Reproduce every one of the rows below verbatim, leaving each character unchanged.

--- Begin Exercise inputs ---

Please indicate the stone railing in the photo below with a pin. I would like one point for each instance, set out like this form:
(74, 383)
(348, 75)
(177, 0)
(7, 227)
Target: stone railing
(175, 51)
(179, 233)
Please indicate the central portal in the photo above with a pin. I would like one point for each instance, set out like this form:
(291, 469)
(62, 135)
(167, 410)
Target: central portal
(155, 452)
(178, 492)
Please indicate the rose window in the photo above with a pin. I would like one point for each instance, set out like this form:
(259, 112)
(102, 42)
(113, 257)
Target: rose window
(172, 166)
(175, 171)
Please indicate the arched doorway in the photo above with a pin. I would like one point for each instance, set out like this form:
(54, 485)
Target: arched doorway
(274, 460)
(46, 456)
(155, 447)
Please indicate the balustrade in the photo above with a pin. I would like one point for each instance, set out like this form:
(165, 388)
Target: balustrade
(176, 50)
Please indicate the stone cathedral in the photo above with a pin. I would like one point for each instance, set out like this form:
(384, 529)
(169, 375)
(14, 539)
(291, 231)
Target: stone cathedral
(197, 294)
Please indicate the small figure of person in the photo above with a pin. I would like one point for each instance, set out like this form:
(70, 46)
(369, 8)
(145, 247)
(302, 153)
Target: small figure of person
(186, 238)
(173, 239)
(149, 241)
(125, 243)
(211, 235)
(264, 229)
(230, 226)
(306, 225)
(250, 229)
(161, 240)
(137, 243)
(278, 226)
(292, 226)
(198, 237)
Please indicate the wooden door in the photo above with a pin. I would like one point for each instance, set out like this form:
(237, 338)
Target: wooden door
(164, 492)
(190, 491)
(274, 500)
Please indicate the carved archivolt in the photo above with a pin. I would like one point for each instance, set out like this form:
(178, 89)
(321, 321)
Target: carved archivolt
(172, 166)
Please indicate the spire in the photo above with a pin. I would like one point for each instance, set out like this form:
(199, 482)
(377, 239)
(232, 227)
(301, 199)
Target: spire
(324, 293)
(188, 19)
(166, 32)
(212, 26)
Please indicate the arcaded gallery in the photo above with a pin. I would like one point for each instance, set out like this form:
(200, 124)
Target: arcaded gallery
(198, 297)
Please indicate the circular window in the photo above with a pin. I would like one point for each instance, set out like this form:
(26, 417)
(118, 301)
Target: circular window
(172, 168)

--- End Exercise inputs ---

**Worked answer:**
Please indicate the stone railing in the photo below with a pin. I would like one point for each instance, set out like this form:
(74, 383)
(348, 75)
(177, 0)
(7, 227)
Target: stone railing
(175, 51)
(179, 233)
Please indicate the central portal in the photo above with a pin. I would like one point for each instance, set out like this form:
(291, 469)
(62, 135)
(167, 410)
Target: central portal
(155, 452)
(178, 492)
Please indicate the rose window in the photo above with a pin. I would like one point for each instance, set out like this form:
(259, 112)
(102, 42)
(113, 257)
Target: rose window
(172, 166)
(175, 171)
Please indicate the arched doorway in the photo above with a pin. I would like one point for each instance, set out like this form:
(54, 485)
Target: arched doorway
(274, 460)
(46, 456)
(155, 447)
Please indicate the balustrade in the photo above with a pin. I would like one point for each instance, set out like this form:
(165, 388)
Target: balustrade
(176, 50)
Please indicate the stone cathedral in the photo above with a pin. I would like one point for each instance, set out like this form:
(384, 529)
(169, 375)
(14, 539)
(291, 231)
Target: stone cathedral
(197, 294)
Please indicate the small figure of person in the photo above with a pin. I would like one point for each instance, set out like this form:
(70, 46)
(369, 8)
(145, 247)
(302, 153)
Target: small figure of person
(186, 238)
(173, 239)
(149, 241)
(125, 243)
(211, 235)
(264, 229)
(230, 226)
(306, 225)
(250, 229)
(161, 240)
(137, 243)
(278, 226)
(292, 226)
(198, 237)
Please indicate the wooden door in the photo above with a pin. I would like one point for each instance, set out like this form:
(237, 338)
Target: wooden door
(164, 492)
(190, 491)
(274, 500)
Please indicate the carved archivolt in the photo above with a pin. I would like one point for each instance, set out like this form:
(178, 89)
(321, 321)
Target: carved archivolt
(172, 166)
Please indicate the spire in the photo above with a pin. I would like one point for each instance, set out like this form:
(199, 482)
(377, 239)
(232, 227)
(301, 199)
Target: spire
(324, 293)
(188, 19)
(166, 32)
(212, 26)
Please indicate the arcaded gallery in the photo above with a pin. I would like one point for each instance, set out like this form:
(200, 124)
Target: arcaded gallery
(198, 297)
Please indicate the circular window in the photo above with a pin. I would like one point for each instance, set out like this form:
(26, 417)
(118, 301)
Target: circular window
(172, 168)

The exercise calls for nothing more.